Segment Open

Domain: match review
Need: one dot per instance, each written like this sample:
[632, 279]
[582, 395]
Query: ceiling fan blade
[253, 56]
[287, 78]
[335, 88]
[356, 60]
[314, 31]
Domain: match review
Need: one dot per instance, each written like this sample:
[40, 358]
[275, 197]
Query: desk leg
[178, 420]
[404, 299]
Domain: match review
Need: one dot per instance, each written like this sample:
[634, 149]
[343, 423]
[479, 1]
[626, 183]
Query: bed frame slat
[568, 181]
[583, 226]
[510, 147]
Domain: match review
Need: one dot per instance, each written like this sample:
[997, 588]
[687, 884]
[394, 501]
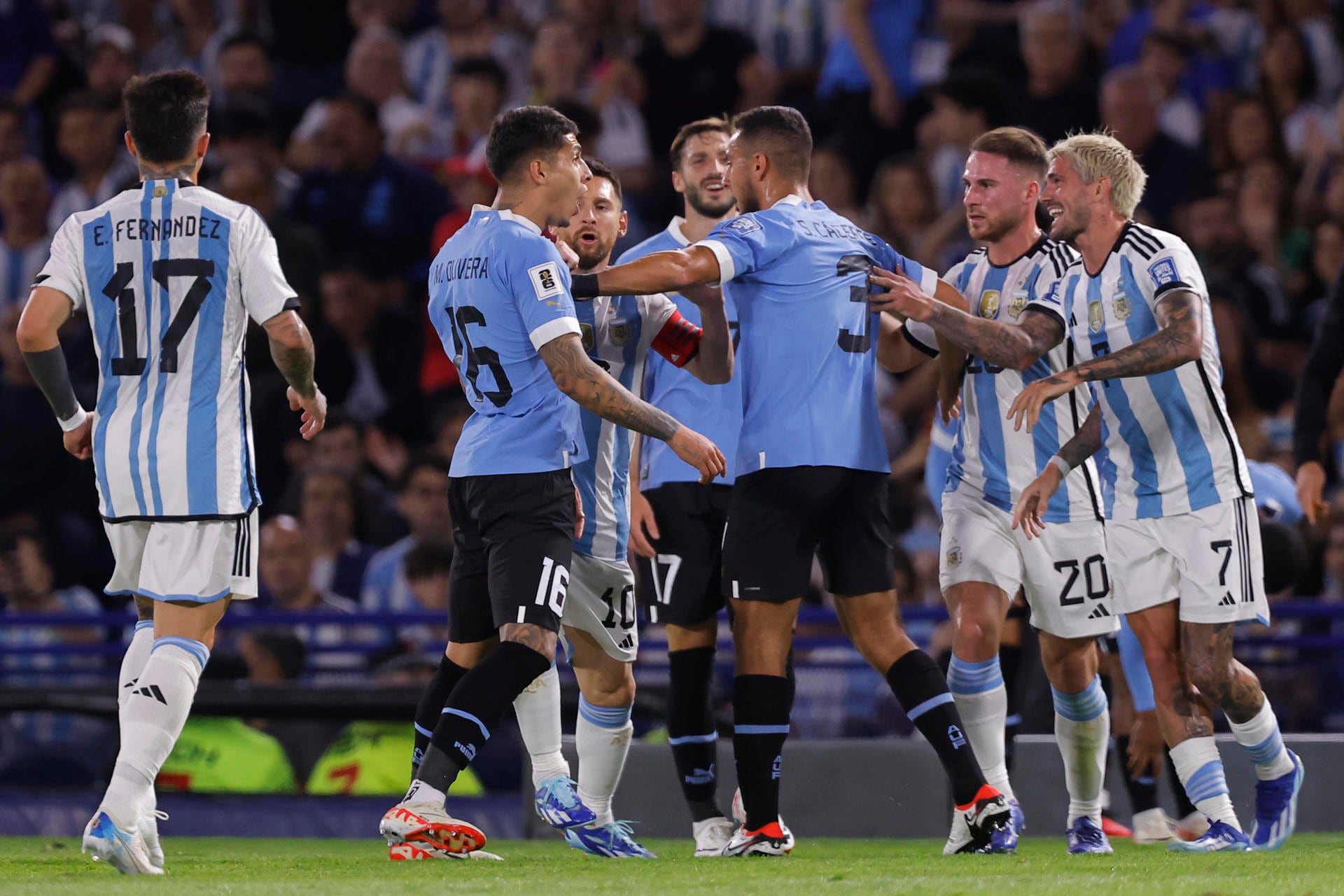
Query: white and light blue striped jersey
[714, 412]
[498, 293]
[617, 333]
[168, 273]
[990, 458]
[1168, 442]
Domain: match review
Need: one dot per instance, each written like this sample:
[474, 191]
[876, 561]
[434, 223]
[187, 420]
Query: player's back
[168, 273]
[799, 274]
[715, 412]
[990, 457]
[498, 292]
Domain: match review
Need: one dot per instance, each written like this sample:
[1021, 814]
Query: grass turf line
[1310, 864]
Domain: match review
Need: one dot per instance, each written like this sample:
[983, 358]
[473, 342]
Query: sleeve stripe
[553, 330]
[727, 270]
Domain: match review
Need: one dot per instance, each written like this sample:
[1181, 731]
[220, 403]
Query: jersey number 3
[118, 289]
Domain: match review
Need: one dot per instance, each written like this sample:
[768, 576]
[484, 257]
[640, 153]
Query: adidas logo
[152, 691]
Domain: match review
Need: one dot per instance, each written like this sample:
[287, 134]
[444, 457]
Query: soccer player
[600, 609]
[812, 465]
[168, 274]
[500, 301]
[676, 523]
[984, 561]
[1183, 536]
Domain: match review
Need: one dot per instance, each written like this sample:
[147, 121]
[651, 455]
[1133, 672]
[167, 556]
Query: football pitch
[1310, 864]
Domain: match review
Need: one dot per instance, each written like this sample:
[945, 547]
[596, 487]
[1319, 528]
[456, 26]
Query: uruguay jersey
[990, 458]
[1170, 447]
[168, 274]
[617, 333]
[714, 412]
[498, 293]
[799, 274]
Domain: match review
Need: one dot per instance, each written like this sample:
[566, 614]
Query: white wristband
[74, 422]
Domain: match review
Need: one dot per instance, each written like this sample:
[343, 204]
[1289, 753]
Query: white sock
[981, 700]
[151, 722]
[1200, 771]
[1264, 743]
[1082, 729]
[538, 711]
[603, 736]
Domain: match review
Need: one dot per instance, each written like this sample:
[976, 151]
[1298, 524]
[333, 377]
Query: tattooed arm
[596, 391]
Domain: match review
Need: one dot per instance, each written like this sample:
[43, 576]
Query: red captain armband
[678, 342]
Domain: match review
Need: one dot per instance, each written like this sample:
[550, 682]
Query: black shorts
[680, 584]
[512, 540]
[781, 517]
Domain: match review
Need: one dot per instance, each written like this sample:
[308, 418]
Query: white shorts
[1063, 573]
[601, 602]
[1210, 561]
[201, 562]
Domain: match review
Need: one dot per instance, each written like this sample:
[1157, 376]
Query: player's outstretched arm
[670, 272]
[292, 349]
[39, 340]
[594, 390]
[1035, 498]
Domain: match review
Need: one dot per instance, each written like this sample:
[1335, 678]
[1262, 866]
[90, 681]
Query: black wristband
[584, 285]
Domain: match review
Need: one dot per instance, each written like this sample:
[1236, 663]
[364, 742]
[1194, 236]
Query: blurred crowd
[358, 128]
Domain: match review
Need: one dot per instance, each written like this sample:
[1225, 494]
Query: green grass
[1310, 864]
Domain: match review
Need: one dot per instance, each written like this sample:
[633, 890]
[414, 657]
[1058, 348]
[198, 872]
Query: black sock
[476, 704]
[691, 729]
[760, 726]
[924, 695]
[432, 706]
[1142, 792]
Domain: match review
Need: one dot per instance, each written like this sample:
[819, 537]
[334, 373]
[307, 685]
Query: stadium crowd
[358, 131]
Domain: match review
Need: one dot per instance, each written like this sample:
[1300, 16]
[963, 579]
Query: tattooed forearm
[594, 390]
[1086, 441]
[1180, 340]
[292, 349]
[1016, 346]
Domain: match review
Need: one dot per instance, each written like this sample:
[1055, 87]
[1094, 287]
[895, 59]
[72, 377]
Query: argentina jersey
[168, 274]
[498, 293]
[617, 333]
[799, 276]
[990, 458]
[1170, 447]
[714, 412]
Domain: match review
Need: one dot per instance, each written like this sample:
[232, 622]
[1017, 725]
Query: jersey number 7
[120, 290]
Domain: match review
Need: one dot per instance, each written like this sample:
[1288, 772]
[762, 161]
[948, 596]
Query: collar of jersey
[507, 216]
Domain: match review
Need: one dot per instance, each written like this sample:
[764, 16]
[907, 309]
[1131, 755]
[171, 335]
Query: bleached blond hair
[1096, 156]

Segment Closed

Work request: Using the data above, extract exactly the lines from the one that holds "Query: football pitch" to the one that holds "[1157, 376]", both ends included, and no others.

Expected output:
Query: football pitch
[1310, 864]
Domain: match review
Need: one dot per instance, each written like this sample:
[945, 547]
[596, 487]
[1319, 528]
[456, 26]
Query: uruguay jersey
[990, 458]
[1170, 447]
[168, 274]
[617, 333]
[714, 412]
[498, 293]
[799, 274]
Domain: match review
Need: one dot per instance, each written like this sample:
[566, 614]
Query: white wristband
[74, 422]
Domain: match review
Need: one dot per instance, each written like this sample:
[343, 204]
[1289, 753]
Query: white sock
[981, 700]
[151, 722]
[1200, 771]
[1264, 743]
[1082, 729]
[538, 711]
[603, 736]
Domain: match review
Need: one dot per instance, each written like this sample:
[976, 151]
[1298, 524]
[333, 377]
Query: tattooed arm
[596, 391]
Domain: match review
Need: one dot per instance, each written like this sample:
[43, 576]
Query: red captain armband
[678, 342]
Domain: match review
Need: one dot per instance, each written like this sample:
[550, 682]
Query: black shorts
[680, 584]
[512, 540]
[781, 517]
Domain: match review
Need: one dot per instance, each written like this sample:
[308, 418]
Query: white shorts
[1063, 573]
[601, 602]
[1210, 561]
[201, 562]
Domain: match review
Need: one dot per instance, each written like this sample:
[1157, 376]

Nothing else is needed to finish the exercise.